QUELLTEXT →

Berlin, 18. Oktober 2024 (IGES Institut) - Das ist das Fazit eines Whitepapers, das sich mit der derzeitigen Situation der molekularen Diagnostik bei der häufigsten Lungenkrebsart, dem nicht-kleinzelligen Lungenkrebs (engl. non-small cell lung cancer, NSCLC), beschäftigt. Zum Autorenteam gehören Wissenschaftlerinnen des IGES Instituts sowie Dr. Markus Thalheimer, Leiter des Bereichs Erlösmanagement am Universitätsklinikum Heidelberg, Prof. Ludger Fink, Gesellschafter des ÜGP MVZ Institut für Pathologie, Dermatopathologie, Zytologie und Molekularpathologie in Wetzlar, sowie Prof. Frank Griesinger, Direktor der Klinik für Hämatologie und Onkologie der Universitätsmedizin Oldenburg.

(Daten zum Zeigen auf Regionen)
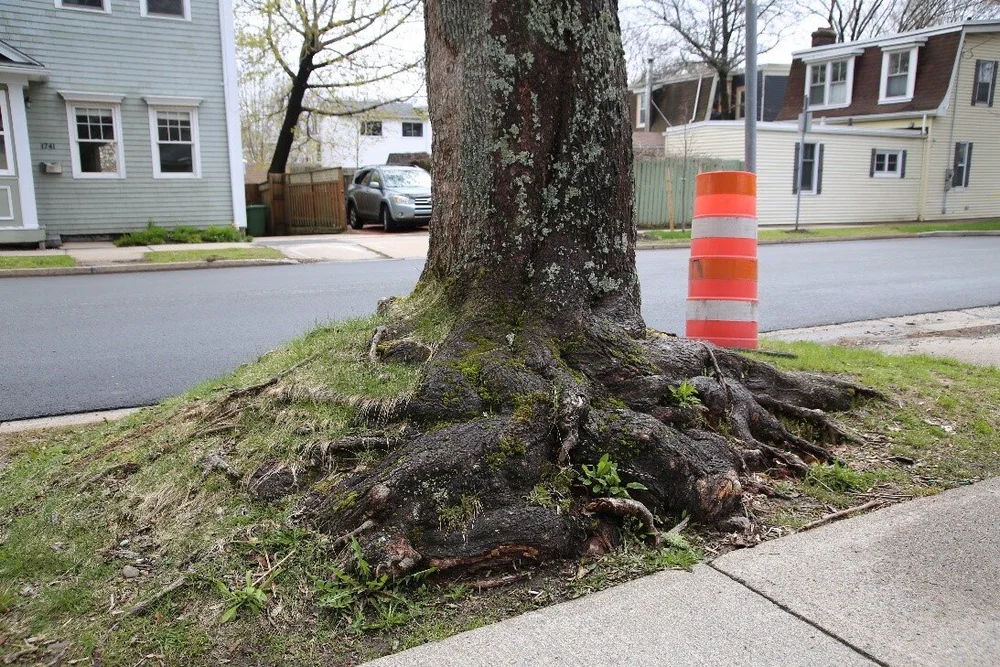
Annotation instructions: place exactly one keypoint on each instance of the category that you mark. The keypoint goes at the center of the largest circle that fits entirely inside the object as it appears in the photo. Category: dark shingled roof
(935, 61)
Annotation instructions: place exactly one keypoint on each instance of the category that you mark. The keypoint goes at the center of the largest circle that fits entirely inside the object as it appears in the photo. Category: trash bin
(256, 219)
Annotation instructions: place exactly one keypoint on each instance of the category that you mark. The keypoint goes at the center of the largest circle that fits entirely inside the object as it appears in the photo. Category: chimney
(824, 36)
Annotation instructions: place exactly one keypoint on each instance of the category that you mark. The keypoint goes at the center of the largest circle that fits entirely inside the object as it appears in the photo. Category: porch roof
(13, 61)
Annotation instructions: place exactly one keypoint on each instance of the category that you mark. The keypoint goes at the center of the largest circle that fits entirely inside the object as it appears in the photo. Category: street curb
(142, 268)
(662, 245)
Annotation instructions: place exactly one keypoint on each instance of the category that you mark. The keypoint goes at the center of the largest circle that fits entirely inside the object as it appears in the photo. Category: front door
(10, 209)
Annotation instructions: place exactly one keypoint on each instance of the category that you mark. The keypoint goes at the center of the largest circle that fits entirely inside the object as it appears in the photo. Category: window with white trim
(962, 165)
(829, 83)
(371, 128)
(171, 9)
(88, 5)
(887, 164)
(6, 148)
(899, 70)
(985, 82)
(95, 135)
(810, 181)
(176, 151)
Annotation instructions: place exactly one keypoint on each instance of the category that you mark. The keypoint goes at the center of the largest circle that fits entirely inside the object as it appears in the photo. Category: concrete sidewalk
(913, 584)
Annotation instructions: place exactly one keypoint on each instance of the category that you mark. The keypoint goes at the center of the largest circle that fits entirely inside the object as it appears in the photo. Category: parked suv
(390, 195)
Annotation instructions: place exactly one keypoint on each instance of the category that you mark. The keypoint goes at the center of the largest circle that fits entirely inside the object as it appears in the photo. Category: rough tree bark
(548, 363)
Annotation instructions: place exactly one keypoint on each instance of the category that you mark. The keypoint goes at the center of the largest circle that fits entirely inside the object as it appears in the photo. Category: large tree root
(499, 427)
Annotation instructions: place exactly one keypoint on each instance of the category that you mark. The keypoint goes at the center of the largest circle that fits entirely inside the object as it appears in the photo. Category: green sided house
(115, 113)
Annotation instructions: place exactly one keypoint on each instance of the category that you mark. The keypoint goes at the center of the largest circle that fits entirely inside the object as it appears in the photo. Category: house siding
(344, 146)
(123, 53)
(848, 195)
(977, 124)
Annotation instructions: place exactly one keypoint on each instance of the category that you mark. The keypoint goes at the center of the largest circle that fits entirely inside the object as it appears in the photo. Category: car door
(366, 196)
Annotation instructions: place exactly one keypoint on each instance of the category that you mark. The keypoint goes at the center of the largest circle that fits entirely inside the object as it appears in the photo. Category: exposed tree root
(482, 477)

AUFGABE 1 → Welche Funktion hat Dr. Markus Thalheimer laut dem Text über das Lungenkrebs-Whitepaper?
AUFGABE 2 → Schreibe aus dem Text über das Lungenkrebs-Whitepaper den Abschnitt von „Berlin, 18. Oktober“ bis einschließlich „der Universitätsmedizin Oldenburg.“ wortgetreu ab.
AUFGABE 3 → Führe den Text über das Lungenkrebs-Whitepaper im Anschluss an seinen letzten Satz weiter.
Die Datensätze stehen in keinem Zusammenhang mit dem Text über das Lungenkrebs-Whitepaper.

LÖSUNG 1 → Er leitet den Bereich Erlösmanagement am Universitätsklinikum Heidelberg.

LÖSUNG 2 →
Berlin, 18. Oktober 2024 (IGES Institut) - Das ist das Fazit eines Whitepapers, das sich mit der derzeitigen Situation der molekularen Diagnostik bei der häufigsten Lungenkrebsart, dem nicht-kleinzelligen Lungenkrebs (engl. non-small cell lung cancer, NSCLC), beschäftigt. Zum Autorenteam gehören Wissenschaftlerinnen des IGES Instituts sowie Dr. Markus Thalheimer, Leiter des Bereichs Erlösmanagement am Universitätsklinikum Heidelberg, Prof. Ludger Fink, Gesellschafter des ÜGP MVZ Institut für Pathologie, Dermatopathologie, Zytologie und Molekularpathologie in Wetzlar, sowie Prof. Frank Griesinger, Direktor der Klinik für Hämatologie und Onkologie der Universitätsmedizin Oldenburg.

LÖSUNG 3 →
Expertengremium sollte bundesweite Standards für Testung setzen

Aus dem in dem Whitepaper vorgeschlagenen Runden Tisch heraus könnte zudem ein interdisziplinäres Expertengremium entstehen, das bundesweit Standards für eine Reflextestung entwickelt und diese vor allem regelmäßig und schnell aktualisiert. Dies ist nötig, da sich die Therapielandschaft kontinuierlich verändert, weil neue biologische Merkmale der Tumorzellen und damit weitere, gezielte Angriffsstellen für Medikamente entdeckt werden. Derzeit existieren für etwa 40 Prozent der Patienten mit NSCLC zielgerichtete Therapieoptionen im Rahmen der klinischen Routine.

Zudem fehlen bei der molekularen Testung noch immer standardisierte und qualitätsgesicherte Prozesse für alle Phasen der Diagnostik und für alle Patienten: Das betrifft etwa die Probengewinnung und -aufbereitung, den Probentransport und die Testdurchführung sowie die einrichtungsübergreifende Bewertung der Testergebnisse unter Einbezug der neuesten wissenschaftlichen Erkenntnisse auf dem Gebiet. Erschwerend kommen unterschiedliche Vergütungssystematiken zwischen Klinik und ambulanter Versorgung hinzu.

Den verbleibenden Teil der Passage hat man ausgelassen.